**Aim of the task**
Starting at the line that contains "Where can you see the green bush" and continuing to the end of the rows below, list each line as a string in a JSON array. Leave out blank lines.

______________________________

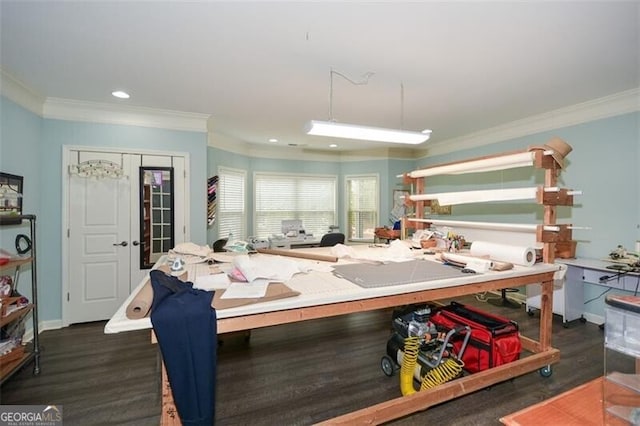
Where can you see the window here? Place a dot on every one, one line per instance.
(309, 198)
(362, 206)
(232, 217)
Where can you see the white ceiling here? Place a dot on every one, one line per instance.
(262, 69)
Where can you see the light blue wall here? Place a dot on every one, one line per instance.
(603, 164)
(386, 169)
(38, 156)
(20, 136)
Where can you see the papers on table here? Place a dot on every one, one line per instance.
(211, 282)
(254, 289)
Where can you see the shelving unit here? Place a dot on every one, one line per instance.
(22, 355)
(552, 239)
(146, 224)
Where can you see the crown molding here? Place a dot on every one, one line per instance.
(95, 112)
(608, 106)
(230, 144)
(18, 92)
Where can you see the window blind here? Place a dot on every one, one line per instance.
(309, 198)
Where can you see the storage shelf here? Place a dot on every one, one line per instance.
(32, 351)
(15, 315)
(14, 263)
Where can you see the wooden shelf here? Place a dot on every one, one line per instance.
(16, 315)
(16, 359)
(15, 263)
(8, 368)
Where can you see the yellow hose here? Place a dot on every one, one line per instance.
(409, 360)
(448, 370)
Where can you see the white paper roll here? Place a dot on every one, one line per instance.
(518, 255)
(460, 258)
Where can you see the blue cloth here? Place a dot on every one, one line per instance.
(185, 325)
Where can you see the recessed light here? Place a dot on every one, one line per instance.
(120, 94)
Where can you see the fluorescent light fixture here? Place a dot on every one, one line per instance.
(353, 131)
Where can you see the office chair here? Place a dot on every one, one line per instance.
(329, 240)
(218, 246)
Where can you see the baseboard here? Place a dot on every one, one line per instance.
(43, 326)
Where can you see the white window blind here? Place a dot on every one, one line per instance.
(309, 198)
(232, 218)
(362, 206)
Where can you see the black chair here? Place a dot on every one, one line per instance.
(330, 240)
(218, 246)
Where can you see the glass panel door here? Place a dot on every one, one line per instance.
(156, 214)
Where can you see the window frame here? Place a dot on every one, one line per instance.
(347, 203)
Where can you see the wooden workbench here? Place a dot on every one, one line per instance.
(325, 295)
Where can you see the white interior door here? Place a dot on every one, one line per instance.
(99, 217)
(104, 236)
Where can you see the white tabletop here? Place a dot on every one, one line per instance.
(321, 288)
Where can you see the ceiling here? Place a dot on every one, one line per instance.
(262, 69)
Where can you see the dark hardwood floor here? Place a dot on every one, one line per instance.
(295, 374)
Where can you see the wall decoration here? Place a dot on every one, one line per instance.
(212, 190)
(10, 197)
(399, 209)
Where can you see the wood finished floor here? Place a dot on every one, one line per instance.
(295, 374)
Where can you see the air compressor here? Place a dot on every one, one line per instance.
(422, 351)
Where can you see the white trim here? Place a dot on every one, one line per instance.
(346, 199)
(608, 106)
(42, 326)
(20, 93)
(94, 112)
(66, 150)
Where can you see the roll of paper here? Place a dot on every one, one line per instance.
(518, 255)
(141, 304)
(483, 264)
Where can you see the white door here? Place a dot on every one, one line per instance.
(104, 231)
(99, 258)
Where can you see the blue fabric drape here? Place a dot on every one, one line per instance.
(185, 324)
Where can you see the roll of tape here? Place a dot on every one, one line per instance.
(518, 255)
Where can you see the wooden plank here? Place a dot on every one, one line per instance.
(169, 415)
(248, 322)
(301, 255)
(400, 407)
(405, 405)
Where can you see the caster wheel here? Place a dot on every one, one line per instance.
(546, 371)
(386, 363)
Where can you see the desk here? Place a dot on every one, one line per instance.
(568, 298)
(324, 295)
(290, 243)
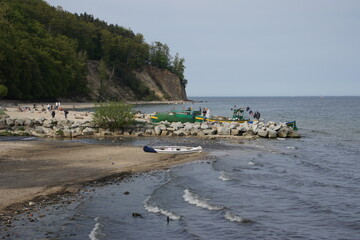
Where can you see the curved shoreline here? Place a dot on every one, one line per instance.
(32, 171)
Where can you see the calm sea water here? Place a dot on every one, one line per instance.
(306, 188)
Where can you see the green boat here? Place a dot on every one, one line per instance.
(175, 116)
(238, 116)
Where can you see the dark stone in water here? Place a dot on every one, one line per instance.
(136, 215)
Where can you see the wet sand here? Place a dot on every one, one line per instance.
(32, 170)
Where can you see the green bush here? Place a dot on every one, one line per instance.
(113, 115)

______________________________

**Worked answer**
[
  "Where can you see the green bush here? Place a dot on every one, one line per instance.",
  "(113, 115)"
]